§ Compito
Per favore, riprendi la recensione di Summit dei Seven Impale e continuala a partire dall'ultima frase riportata.

§ Brano
↓

Seven Impale
Summit
Attivi sin dal 2009, i Seven Impale sono una band norvegese con chiare reminiscenze crimsoniane. I componenti, tutti provenienti da altre esperienze musicali, hanno messo a disposzione il loro vari background, dal jazz al trashmetal fino all’operistica, per creare un sound unico e personale pur con influenze stilistiche piu’ o meno pronunciate.
City of the sun del 2014 è stato il loro ottimo album di debutto seguito nel 2016 da Contrapasso. Poi il gruppo comincia a suonare in giro per l’Europa per molti concerti ed è presente a numerosi festival jazz e prog che si tengono nei periodi a seguire. Ovviamente, a causa della pandemia, dal 2020 cambiano radicalmente molte cose nel mondo ed anche il gruppo ne rimane coinvolto.
La vita e le loro questioni familiari ne rallentano la creatività e le possibilità di ulteriori esibizioni dal vivo, cosi’ si arriva al 2023, anno in cui i Seven Impale raggruppano tutto il materiale che hanno in qualche modo prodotto negli anni bui e dopo un’attenta fase di produzione lo convogliano in questo loro terzo lavoro chiamato Summit, ve lo dico subito, si tratta di quattro lunghe tracce che compongono un ottimo album e che c’è bisogno di molti ascolti per fare penetrare tutte le emozioni legate a questo cd nella mente e nella pelle.
L’opener Hunter inizia con un piacevole e delicato pianoforte che ci introduce successivamente senza se e senza ma al mondo dei Van Der Graaf Generator. Un suono lento e sincopato regna incontrastato per tutta la durata della traccia, il cantato ha molto in comune con Peter Hammil ed il ritmo si fa piu aggressivo man mano che il disco gira. La seconda track Hydra, per assurdo, è ancora piu’ bella. Le sonorità VDGG si fondono con altre piu’ legate al suono nordico degli Anglagard per esempio ed il risultato è fantastico, solo il sax suona sempre ed impazzando rende il marchio VDGG sempre vivo e presente.

↑

§ Sezione dati
↓

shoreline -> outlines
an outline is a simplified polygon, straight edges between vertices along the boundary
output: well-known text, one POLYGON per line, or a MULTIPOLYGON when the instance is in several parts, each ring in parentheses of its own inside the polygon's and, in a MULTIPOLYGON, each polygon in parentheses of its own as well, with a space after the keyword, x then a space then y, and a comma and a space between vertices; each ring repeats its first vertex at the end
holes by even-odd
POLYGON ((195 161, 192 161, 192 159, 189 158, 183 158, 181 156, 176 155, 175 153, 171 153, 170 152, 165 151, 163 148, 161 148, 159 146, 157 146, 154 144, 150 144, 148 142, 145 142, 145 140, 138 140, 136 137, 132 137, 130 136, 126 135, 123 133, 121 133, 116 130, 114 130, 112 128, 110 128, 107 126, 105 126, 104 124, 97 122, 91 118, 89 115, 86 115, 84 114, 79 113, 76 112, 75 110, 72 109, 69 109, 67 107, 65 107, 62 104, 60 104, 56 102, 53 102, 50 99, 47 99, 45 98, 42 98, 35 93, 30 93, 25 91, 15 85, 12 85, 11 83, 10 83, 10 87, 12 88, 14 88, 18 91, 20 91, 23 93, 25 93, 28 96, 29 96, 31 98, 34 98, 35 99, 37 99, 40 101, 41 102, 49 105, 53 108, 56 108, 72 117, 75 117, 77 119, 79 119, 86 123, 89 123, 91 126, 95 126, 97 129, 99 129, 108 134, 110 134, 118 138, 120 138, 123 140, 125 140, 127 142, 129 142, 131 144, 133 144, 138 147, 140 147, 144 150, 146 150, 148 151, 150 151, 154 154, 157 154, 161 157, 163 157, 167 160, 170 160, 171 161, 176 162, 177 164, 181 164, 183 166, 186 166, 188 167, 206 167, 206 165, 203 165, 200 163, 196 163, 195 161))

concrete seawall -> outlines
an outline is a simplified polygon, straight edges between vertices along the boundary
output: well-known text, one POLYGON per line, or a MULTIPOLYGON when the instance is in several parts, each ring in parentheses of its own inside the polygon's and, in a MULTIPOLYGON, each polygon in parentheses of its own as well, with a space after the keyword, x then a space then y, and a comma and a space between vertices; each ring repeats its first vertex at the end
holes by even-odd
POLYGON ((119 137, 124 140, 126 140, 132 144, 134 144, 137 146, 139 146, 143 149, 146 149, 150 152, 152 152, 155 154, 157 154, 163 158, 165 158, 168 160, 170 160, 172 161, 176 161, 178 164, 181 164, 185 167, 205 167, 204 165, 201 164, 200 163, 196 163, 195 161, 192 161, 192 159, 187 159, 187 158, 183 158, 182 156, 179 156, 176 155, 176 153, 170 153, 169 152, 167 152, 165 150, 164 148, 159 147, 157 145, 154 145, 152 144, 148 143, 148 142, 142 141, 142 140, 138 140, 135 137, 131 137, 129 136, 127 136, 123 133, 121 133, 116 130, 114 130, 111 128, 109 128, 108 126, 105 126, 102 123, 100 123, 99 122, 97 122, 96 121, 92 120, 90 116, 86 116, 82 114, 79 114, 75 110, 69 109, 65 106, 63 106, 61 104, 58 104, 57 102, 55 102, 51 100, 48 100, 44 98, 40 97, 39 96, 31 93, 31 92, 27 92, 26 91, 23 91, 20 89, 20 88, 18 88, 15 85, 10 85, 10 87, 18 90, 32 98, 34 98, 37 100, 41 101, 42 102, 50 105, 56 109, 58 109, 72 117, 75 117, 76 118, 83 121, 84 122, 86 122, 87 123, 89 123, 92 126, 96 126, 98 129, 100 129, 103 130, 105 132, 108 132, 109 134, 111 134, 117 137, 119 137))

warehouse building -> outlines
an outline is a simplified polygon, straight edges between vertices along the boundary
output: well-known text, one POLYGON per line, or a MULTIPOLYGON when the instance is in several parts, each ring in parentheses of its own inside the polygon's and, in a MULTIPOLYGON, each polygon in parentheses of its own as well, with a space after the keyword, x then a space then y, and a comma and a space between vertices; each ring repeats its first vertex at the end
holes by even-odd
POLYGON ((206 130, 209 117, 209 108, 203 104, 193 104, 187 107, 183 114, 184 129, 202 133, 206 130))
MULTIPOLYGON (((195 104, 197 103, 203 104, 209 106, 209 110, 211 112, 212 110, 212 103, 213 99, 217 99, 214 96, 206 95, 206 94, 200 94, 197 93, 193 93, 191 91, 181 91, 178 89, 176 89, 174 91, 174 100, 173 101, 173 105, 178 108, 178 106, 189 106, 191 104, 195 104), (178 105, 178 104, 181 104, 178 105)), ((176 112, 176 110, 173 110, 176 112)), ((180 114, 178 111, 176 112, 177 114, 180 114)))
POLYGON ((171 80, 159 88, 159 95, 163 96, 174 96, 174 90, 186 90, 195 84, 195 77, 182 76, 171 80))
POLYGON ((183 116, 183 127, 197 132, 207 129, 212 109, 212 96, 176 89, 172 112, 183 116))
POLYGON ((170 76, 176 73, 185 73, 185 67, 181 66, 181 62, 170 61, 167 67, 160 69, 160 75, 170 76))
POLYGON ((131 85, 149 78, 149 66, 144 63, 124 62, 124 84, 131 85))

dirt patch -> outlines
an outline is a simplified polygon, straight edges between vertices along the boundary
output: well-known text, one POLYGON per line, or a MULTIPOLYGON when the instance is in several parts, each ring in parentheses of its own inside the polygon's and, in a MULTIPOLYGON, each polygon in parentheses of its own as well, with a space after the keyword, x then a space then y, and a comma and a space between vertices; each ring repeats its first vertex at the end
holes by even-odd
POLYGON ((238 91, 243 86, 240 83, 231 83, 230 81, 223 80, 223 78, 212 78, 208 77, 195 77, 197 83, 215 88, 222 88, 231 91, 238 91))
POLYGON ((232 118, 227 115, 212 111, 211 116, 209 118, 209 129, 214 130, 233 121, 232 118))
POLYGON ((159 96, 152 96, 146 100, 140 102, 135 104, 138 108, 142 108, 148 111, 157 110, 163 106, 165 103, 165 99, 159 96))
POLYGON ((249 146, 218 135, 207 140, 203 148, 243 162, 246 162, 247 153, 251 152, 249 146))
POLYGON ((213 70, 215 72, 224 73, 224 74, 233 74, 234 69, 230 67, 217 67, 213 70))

↑
↓

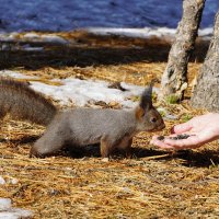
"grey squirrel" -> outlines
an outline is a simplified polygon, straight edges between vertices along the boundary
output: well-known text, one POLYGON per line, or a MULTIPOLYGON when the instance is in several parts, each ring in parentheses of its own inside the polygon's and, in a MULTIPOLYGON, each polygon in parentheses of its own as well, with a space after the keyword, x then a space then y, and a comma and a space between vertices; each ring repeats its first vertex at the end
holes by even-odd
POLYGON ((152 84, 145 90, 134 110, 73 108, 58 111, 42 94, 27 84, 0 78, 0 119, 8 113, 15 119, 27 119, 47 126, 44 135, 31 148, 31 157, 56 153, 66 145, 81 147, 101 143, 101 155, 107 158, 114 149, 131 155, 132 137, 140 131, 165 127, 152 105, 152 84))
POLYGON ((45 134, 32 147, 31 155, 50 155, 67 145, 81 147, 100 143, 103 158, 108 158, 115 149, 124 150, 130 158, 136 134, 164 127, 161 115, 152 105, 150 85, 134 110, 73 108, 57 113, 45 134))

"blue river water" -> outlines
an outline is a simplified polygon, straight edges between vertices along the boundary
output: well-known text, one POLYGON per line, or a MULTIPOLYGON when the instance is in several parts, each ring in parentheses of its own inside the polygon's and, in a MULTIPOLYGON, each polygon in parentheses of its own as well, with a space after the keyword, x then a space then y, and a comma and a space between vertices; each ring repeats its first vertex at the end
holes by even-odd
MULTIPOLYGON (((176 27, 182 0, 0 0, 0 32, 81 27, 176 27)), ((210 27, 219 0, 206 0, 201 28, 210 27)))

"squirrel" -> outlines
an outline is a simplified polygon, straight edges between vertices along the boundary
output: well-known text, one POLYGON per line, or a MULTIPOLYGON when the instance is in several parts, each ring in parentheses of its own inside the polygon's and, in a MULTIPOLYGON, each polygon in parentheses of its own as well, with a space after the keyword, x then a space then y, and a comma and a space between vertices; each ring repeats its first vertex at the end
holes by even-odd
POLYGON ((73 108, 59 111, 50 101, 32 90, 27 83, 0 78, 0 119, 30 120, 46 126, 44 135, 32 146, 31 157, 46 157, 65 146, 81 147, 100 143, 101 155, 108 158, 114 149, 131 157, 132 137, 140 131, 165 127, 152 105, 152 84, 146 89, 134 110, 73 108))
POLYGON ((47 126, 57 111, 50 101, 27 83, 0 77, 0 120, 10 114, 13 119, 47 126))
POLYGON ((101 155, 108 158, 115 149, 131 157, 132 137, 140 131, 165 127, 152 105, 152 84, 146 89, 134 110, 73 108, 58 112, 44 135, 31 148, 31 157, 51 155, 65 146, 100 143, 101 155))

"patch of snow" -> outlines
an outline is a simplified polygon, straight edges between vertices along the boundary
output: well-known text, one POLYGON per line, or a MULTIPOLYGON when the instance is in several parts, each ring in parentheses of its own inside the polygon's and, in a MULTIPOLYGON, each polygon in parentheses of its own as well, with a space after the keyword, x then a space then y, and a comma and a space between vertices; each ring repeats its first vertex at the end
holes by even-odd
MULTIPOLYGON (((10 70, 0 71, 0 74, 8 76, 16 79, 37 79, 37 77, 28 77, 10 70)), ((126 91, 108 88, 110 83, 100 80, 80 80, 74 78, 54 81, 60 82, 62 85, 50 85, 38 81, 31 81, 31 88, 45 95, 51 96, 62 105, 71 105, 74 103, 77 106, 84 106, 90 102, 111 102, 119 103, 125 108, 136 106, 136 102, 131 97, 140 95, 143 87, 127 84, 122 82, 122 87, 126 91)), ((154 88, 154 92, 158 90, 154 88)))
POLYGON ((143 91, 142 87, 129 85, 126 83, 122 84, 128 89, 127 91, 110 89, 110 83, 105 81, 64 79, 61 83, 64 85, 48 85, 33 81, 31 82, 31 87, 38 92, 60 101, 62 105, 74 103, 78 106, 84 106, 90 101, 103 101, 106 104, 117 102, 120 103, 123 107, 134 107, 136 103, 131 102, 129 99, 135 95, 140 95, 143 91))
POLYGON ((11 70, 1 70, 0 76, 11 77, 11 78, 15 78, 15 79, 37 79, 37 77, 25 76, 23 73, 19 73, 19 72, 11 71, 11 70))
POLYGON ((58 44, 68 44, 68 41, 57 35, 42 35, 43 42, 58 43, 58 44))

↑
↓

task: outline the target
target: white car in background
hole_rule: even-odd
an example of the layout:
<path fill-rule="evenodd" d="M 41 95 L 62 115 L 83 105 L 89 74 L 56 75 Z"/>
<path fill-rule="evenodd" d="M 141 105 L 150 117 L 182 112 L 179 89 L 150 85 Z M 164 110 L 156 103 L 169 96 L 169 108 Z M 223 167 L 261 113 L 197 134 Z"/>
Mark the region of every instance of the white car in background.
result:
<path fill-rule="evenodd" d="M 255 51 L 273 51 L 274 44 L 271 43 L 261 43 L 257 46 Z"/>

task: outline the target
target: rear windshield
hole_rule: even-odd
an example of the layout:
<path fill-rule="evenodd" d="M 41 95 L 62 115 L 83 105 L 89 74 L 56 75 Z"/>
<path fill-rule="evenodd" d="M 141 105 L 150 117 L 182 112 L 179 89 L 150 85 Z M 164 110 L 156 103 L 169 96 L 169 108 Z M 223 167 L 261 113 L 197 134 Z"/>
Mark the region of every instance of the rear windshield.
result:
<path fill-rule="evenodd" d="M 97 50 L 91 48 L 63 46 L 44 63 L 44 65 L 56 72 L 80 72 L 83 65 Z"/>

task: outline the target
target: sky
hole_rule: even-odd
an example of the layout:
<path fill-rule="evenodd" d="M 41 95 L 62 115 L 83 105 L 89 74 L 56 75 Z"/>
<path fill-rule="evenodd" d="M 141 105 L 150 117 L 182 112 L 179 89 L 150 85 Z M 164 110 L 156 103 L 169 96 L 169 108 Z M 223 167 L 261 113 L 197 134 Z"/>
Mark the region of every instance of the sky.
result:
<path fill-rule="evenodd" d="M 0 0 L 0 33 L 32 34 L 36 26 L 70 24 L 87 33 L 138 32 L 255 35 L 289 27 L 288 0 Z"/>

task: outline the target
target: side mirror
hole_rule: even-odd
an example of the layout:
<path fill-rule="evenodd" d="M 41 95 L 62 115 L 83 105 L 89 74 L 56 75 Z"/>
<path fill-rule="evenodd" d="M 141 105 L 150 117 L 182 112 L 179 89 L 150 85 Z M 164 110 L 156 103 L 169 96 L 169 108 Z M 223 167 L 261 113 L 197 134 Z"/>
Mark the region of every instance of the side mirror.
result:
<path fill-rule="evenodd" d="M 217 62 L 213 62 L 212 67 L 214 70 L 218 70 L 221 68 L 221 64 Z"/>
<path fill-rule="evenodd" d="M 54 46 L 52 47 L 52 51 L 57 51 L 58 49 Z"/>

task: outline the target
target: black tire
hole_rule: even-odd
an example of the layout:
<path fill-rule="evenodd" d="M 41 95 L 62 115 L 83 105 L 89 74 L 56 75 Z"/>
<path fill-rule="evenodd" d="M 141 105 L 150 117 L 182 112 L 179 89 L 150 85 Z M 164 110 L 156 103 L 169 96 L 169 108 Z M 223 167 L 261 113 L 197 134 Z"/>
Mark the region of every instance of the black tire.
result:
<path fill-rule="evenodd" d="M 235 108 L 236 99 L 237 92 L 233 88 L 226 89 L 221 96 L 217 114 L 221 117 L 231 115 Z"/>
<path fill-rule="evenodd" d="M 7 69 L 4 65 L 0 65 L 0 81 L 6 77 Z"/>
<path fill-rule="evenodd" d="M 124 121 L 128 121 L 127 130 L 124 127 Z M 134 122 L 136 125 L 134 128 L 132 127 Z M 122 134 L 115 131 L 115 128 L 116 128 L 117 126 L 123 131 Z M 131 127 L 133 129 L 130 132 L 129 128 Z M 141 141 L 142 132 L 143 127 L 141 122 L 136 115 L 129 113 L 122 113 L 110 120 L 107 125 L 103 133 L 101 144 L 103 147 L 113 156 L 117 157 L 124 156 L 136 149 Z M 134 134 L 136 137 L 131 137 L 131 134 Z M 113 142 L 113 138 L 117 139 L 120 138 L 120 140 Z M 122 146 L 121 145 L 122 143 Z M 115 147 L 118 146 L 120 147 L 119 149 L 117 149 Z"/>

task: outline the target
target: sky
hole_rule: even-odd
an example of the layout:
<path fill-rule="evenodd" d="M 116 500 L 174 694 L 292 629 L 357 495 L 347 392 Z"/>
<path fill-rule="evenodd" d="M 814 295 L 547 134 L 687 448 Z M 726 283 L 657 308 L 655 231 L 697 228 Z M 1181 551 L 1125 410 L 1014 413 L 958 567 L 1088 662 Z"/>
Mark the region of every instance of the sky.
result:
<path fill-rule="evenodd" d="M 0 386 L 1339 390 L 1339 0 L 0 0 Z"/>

↑

§ Risposta
La tagliente e spigolosa Ikaros ha qualcosa dei mitici Magma, un pezzo molto duro e ritmicamente senza sosta un pò a se stante rispetto al resto del materiale proposto in questo album. Ritorniamo alla “normalità” con la lunga ultima canzone Sisifo che inizia con un bellissimo mood di apparente tranquillità scandito da basso / batteria e sax, una voce bassa e tenebrosa accompagna la musica e dà ritmo e sostanza. Passaggi musicali straordinariamente liquidi e naturali ci accompagnano dolcemente durante tutte le variazioni del pezzo che si trasforma continuamente donandoci un saliscendi continuo di meravigliose emozioni.
Un album veramente bello che si potrebbe definire come un raro e piccolo gioiello di progrock, scuramente un disco fortemente consigliato e da ascoltare ad occhi chiusi in loop.